### Problem
Set all the entries down once more, with nothing altered.

========================================

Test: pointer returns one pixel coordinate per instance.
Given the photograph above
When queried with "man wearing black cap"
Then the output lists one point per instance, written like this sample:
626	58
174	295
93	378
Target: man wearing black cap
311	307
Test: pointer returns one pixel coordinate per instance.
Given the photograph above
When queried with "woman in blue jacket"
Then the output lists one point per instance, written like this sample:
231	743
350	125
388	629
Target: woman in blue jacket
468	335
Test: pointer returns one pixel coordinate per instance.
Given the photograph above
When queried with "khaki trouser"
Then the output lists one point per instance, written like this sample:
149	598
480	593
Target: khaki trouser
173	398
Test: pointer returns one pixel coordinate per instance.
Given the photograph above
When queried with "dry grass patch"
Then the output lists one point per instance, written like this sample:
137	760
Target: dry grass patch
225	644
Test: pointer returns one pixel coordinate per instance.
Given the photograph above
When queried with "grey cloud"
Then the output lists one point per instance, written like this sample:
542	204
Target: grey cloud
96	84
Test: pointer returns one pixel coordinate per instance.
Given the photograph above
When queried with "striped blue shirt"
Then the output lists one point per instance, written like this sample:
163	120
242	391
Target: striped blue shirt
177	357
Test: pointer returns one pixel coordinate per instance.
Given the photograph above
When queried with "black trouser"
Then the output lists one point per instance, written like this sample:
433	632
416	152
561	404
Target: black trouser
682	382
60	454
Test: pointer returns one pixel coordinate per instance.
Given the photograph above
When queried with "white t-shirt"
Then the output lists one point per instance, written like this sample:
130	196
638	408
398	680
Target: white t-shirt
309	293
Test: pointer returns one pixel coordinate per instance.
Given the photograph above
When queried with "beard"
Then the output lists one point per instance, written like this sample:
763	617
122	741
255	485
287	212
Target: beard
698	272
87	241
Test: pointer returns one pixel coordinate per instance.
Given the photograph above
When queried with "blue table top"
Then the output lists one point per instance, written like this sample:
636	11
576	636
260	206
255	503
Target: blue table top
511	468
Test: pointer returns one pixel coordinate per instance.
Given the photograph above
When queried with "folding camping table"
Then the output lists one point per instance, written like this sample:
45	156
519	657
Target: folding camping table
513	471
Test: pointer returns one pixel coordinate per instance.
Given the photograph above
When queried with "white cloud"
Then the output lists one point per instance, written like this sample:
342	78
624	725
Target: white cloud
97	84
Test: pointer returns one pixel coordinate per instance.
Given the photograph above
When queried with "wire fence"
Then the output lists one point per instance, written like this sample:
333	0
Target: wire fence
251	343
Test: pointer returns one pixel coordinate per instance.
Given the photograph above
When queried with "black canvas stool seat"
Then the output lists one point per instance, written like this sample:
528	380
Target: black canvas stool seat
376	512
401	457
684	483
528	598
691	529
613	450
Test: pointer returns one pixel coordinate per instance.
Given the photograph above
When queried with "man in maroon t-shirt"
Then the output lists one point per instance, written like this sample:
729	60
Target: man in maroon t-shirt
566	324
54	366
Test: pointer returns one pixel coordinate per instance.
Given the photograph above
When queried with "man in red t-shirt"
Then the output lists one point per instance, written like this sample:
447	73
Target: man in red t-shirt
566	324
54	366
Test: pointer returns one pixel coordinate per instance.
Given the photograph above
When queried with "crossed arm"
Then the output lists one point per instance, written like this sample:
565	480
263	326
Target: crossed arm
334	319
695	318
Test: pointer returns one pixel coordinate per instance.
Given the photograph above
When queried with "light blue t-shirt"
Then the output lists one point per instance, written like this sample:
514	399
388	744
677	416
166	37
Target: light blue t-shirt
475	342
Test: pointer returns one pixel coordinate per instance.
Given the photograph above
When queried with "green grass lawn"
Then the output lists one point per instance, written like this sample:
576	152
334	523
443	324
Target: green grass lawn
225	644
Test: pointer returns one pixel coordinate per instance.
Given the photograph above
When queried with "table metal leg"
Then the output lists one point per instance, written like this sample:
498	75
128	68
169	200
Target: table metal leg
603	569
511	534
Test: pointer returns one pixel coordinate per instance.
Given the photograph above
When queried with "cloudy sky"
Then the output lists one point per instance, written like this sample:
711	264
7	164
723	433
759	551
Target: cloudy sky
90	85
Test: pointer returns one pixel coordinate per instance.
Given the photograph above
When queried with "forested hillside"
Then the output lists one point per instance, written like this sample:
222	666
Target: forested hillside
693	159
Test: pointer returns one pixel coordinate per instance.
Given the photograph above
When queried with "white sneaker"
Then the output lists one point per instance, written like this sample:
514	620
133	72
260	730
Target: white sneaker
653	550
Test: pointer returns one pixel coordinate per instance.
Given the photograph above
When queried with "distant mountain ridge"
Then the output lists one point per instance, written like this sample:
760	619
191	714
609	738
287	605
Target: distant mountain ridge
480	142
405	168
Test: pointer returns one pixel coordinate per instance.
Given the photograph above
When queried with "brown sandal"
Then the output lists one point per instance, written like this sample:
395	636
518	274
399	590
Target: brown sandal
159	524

========================================

### Answer area
Test: pointer returns one pixel coordinate per instance.
Given the photograph above
When queried with "man wearing black cap"
Then the output lists one point per instance, written like this sample:
626	58
174	295
93	378
Target: man wearing black cap
311	307
Test: pointer returns one pixel coordinate per instance.
Given the photograph above
When queried with "woman in blue jacket"
Then the output lists one point per instance, written like this sample:
231	743
350	125
388	629
Target: woman in blue jacket
468	335
Test: pointer returns one pixel coordinate per instance.
Given the photograph above
When queried with "khaki trouser"
Then the output lists one point per instance, written like this sample:
149	598
480	593
Target: khaki trouser
173	398
Test: pointer returns one pixel coordinate per instance.
Given the photograph above
When queried with "dry grass patch"
Then the output lists one point per instance, written like this sample:
137	760
Target: dry grass patch
225	644
Test: pointer returns one pixel coordinate per instance.
Given the photograph above
When queried with "grey cloud"
Then the output lists one point per instance, written like this sample:
542	204
Target: grey cloud
96	84
Test: pointer returns one pixel coordinate per instance.
Given the photograph above
When queried with "striped blue shirt"
Then the output lists one point per instance, written like this sample:
163	120
242	391
Target: striped blue shirt
177	357
Test: pointer returns one pixel coordinate per instance.
Given the photograph above
When queried with "black trouser"
Then the output lists one point per instance, written like this sample:
433	632
416	152
561	404
Target: black trouser
682	382
60	454
Test: pointer returns one pixel coordinate per instance.
Given the photograph above
When queried with "white t-shirt"
Then the output lists one point per instance, written like this sample:
130	196
638	408
398	680
Target: white t-shirt
309	293
Test: pointer returns one pixel coordinate per instance.
Given the photograph above
When queried with "beard"
Then the output lists one point per instance, written like this sample:
763	617
122	741
255	485
287	212
Target: beard
698	272
87	241
Test: pointer returns one pixel coordinate per instance.
Given the photograph above
When queried with "blue table top"
Then the output lists one point per instance, written like this sample:
636	11
576	636
260	206
255	503
Target: blue table top
511	468
Test: pointer returns one pixel coordinate per instance.
Given the photograph above
When queried with "folding camping table"
Then the output lists one point per instance, written like this sample:
45	156
519	657
Target: folding camping table
513	471
Test: pointer returns one pixel coordinate per instance.
Given the photograph above
When queried with "white cloud"
Then the output lists one point per instance, written like this sample:
342	78
624	725
Target: white cloud
97	84
Test: pointer returns one pixel coordinate per instance.
Given the photograph above
When queried with "wire fence"
Then the output lists one point per instance, written like this sample:
333	0
Target: wire fence
251	343
Test: pointer returns one pixel coordinate per instance.
Given the photograph above
When queried with "black canvas stool seat"
Then the output lists one point per instance, written like this sample:
528	380
Target: black canvas stool seat
376	512
401	457
684	483
528	598
691	529
613	450
Test: pointer returns one pixel coordinate per instance.
Given the photograph above
When queried with "man in maroon t-shirt"
Then the output lists one point per instance, written like this sample:
729	60
Target: man in maroon t-shirt
566	324
54	366
Test: pointer returns one pixel coordinate per instance.
Given the photograph above
When queried with "man in red t-shirt"
Then the output lists one point per instance, written like this sample:
447	73
Target: man in red t-shirt
566	324
54	366
Test: pointer returns one pixel coordinate per instance.
Given the photograph above
When queried with "crossed arm"
Then the output lists one point per instance, written like this sample:
565	480
263	326
Target: crossed arm
334	319
695	318
Test: pointer returns one pixel coordinate per instance.
Given the photograph above
When queried with "light blue t-shirt"
Then the output lists one point per instance, written like this sample:
514	399
388	744
677	416
166	37
Target: light blue t-shirt
475	342
Test: pointer returns one pixel coordinate per instance.
Given the photograph above
When queried with "green grass lawn"
Then the output lists one point per instance, written like this sample:
576	152
334	523
443	324
Target: green grass lawn
225	644
Test: pointer returns one pixel coordinate per instance.
Given the photograph above
When queried with "table metal leg"
Then the output lists one point per instance, written like this sample:
498	75
128	68
169	200
Target: table metal leg
603	569
511	534
Test: pointer returns one pixel coordinate per instance.
Given the photograph above
When queried with "cloudy sky"
Then the output lists one point per instance, written like this sample:
711	264
7	164
723	433
759	551
Target: cloudy sky
90	85
Test: pointer returns one pixel coordinate per instance.
Given the photograph above
When queried with "forested hillside"
Then the output lists one point per instance, written like this sample:
222	666
Target: forested hillside
693	159
Test: pointer returns one pixel coordinate per instance.
Given the photograph above
When queried with "white sneaker"
Then the output lists one point per instance, written like this sample:
514	620
133	72
260	730
Target: white sneaker
653	550
Test: pointer returns one pixel coordinate per instance.
Given the photograph above
When queried with "distant mountain ridge"
Then the output lists one point per instance, written like this sample:
760	619
191	714
609	738
287	605
Target: distant mountain ridge
480	142
405	168
Test: pointer returns one pixel coordinate per instance.
Given the photograph above
When queried with "brown sandal"
Then the output lists one point per instance, written like this sample:
395	636
518	274
399	590
Target: brown sandal
159	524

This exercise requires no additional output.